— Begin Input —

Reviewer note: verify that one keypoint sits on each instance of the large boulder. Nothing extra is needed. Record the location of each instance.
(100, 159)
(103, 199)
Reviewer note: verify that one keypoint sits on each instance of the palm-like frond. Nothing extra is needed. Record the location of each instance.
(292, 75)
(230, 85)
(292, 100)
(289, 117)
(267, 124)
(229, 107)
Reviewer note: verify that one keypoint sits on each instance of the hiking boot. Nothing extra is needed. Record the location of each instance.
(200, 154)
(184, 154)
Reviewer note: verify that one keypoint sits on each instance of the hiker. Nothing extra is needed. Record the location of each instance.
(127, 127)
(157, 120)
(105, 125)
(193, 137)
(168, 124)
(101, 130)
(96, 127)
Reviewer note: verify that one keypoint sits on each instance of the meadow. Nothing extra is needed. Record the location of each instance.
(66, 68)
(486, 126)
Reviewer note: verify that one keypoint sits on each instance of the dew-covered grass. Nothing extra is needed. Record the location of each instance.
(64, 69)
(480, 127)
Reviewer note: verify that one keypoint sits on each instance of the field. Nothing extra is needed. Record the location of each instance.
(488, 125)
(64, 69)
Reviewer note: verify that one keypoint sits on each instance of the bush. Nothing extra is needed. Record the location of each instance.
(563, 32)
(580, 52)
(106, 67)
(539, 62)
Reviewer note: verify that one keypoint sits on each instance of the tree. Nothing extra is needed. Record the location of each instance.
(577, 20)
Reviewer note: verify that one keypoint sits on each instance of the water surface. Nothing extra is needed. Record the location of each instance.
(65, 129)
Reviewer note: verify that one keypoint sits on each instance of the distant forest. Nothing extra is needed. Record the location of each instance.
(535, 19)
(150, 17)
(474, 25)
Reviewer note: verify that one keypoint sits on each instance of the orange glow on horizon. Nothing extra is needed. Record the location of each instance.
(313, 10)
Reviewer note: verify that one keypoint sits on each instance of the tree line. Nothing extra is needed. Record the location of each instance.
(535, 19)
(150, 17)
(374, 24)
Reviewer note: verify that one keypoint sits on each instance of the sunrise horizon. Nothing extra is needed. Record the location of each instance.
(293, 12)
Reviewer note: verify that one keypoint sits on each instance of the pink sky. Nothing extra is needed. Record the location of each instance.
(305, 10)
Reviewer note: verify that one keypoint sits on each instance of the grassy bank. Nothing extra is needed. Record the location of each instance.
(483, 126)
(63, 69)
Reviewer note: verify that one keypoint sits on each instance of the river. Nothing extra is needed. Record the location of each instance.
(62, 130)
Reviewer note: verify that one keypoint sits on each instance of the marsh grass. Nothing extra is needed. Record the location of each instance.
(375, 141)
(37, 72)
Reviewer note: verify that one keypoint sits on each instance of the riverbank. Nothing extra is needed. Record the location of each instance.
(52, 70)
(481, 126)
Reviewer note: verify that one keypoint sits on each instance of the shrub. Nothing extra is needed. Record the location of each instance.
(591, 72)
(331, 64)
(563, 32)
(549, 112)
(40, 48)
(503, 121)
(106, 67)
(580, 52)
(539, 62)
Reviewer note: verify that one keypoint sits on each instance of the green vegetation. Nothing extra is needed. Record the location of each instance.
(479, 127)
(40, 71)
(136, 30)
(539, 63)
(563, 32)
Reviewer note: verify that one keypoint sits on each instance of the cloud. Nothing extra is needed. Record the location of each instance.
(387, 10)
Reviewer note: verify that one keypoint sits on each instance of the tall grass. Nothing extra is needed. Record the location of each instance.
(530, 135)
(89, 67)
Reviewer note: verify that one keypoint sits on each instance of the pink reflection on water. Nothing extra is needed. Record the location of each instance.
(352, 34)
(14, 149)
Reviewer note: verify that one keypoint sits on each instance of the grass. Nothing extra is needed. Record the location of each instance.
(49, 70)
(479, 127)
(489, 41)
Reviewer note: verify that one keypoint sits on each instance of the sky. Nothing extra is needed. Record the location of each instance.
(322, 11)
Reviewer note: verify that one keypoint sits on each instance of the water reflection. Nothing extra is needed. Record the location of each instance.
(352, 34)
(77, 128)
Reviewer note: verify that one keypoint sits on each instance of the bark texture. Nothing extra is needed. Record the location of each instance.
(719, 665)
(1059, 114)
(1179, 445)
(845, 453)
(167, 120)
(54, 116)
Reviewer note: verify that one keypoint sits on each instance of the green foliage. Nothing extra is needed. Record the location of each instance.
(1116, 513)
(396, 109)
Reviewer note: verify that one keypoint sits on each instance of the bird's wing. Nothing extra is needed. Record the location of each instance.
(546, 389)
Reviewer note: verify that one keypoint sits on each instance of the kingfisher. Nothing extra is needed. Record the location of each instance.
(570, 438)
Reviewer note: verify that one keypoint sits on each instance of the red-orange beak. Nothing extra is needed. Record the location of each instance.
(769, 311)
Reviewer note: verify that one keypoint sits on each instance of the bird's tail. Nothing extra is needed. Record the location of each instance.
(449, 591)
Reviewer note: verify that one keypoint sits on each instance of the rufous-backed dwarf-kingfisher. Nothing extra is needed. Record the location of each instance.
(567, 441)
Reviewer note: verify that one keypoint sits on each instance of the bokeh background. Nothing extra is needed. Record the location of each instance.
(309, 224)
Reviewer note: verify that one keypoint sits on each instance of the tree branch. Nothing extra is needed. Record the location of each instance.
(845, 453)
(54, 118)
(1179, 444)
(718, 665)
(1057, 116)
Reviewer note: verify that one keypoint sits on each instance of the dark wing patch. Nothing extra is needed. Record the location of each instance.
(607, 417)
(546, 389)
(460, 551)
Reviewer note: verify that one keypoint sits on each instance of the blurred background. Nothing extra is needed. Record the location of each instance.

— End Input —

• _Task brief_: Write out again every line from the one containing "the water reflection." through the end of the records, requests included, and shift each x and y coordinate in the answers by adding -32 to it.

• _Solution to the problem_:
Reviewer note: verify that one keypoint sits on each instance of the water reflection. Nothing extra is needed. Record the location of each instance.
(320, 2)
(45, 96)
Reviewer note: verify that one keypoint sits on each instance of the bark texture. Nothing extra is needed. Record the location of each instance.
(687, 633)
(1027, 82)
(1147, 413)
(813, 421)
(135, 88)
(22, 84)
Reviewer note: verify that one keypoint sits on each instance of the green foliage. Nothing extra is needed. Record the location of each instance.
(1084, 481)
(364, 77)
Reviewer note: verify that one keypoint sits on each instance of the bird's wing. Nothing extra is needed. Record the location of each instance.
(514, 357)
Reviewer note: verify that one keypoint sits on each instance of the kingfisher. Nothing extra is needed. Record the location of each instance.
(538, 406)
Reviewer note: verify that one keypoint sits on each instance of the red-orange beak. Nothing extra is needed. Record the location of each instance.
(737, 279)
Reviewer note: verify that one keypoint sits on each instance of the bird's tail. Nothing extra is needed. Record the location of each instance.
(417, 559)
Reviewer note: verify that one keypoint sits on each instance of the rufous-backed dwarf-kingfisher. Nothing extra is needed. Record the location of each instance.
(535, 409)
Reviewer note: verify that one keypoint sits on each instance of the bokeh background. Nothing extra is needed. Record the location of each instance.
(277, 192)
Reviewer note: verify that one keypoint sits on each instance of the tree branch. Nothing extra is needed. Record the location of each instance.
(813, 421)
(22, 86)
(1147, 412)
(686, 633)
(1025, 84)
Reviewer note: verify that one keypoint sits on each instance of the dark wing patch. Nothing extra is needed. Record the location of each instance.
(575, 385)
(514, 357)
(428, 519)
Reviewer note: verify that one keypoint sits on each instance of the blurred background. Nothing extra is needed. Record the location of each instance.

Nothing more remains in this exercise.